-- Passage for review --
Similarly, two people who are HIV-infected may feel that engaging in unprotected sexual
activity is safe because they both have the disease. However, each strain may be
different, and some strains are resistant to some medications. Partners may infect each
other with different strains of the disease. We need to impress upon them the importance
of not engaging in these risky behaviors. Collaborative management can also teach people
to care for themselves, as well as those around them.
There is a new focus in counseling HIV-infected patients about maintaining safe
behavior. Physicians who see patients regularly play an important role in this counseling.
They need to emphasize that the virus can be transmitted to others even when it is at very
low levels in the blood. In particular, physicians should counsel patients who contract
sexually transmitted diseases because this indicates that unsafe behavior is being
practiced.
Interview #2:
'Adherence is Crucial'
Neil Schneiderman, PhD, is a professor of psychology, medicine, psychiatry, and
biomedical engineering, at the University of Miami, Florida. He directs "Behavioral
Management and Stress Responses in HIV/AIDS," a group of multidisciplinary, research
projects sponsored by the National Institute of Mental Health.
Q: Why do you attach such importance to behavioral management and stress
responses in HIV/AIDS patients?
A: The first AIDS cases were reported in 1981. HIV was identified as the cause in 1984.
In the 16 years since, we have seen dramatic changes in the nature of treatment for this
disease. New drugs introduced in 1995 were revolutionary in scope, changing
everybodys focus from palliative care to maintenance of health. Their benefits,
however, depend entirely upon adherence to a complex regimen of pill-taking. In other
words, behavior.
Q: But your interest in these matters goes back long before 1995.

-- Apply what you read --
**a.** In the HIV/AIDS passage, what year was HIV identified as the cause of AIDS?
**b.** Repeat word for word the part of the HIV/AIDS passage starting with "They need to" and going on through "of Mental Health.".

-- Excerpted records --
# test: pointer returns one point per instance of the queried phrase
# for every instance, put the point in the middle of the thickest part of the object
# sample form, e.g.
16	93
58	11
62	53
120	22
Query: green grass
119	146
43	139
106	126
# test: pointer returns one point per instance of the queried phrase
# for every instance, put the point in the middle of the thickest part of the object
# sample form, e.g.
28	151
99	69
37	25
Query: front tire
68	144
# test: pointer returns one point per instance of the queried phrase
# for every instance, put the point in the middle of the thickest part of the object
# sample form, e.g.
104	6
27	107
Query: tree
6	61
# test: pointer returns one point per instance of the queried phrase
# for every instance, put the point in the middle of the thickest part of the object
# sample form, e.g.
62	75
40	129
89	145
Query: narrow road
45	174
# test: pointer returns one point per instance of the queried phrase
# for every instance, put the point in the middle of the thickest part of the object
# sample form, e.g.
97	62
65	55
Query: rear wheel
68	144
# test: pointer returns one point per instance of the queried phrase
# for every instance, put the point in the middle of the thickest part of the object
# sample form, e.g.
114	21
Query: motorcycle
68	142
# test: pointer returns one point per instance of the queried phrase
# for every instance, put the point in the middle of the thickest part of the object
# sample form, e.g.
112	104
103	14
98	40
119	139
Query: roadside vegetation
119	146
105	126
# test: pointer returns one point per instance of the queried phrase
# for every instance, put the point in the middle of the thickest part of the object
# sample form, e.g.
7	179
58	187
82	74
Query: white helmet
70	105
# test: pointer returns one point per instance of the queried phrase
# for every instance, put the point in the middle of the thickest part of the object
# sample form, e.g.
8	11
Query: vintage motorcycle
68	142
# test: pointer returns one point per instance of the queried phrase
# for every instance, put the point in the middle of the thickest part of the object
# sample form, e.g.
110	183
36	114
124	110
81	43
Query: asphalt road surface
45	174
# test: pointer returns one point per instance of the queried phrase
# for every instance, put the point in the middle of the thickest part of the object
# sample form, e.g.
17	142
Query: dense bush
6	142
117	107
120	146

...

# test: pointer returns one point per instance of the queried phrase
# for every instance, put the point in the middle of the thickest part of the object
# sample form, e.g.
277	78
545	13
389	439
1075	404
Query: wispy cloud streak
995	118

-- Response list --
**a.** 1984

**b.**
They need to emphasize that the virus can be transmitted to others even when it is at very
low levels in the blood. In particular, physicians should counsel patients who contract
sexually transmitted diseases because this indicates that unsafe behavior is being
practiced.
Interview #2:
'Adherence is Crucial'
Neil Schneiderman, PhD, is a professor of psychology, medicine, psychiatry, and
biomedical engineering, at the University of Miami, Florida. He directs "Behavioral
Management and Stress Responses in HIV/AIDS," a group of multidisciplinary, research
projects sponsored by the National Institute of Mental Health.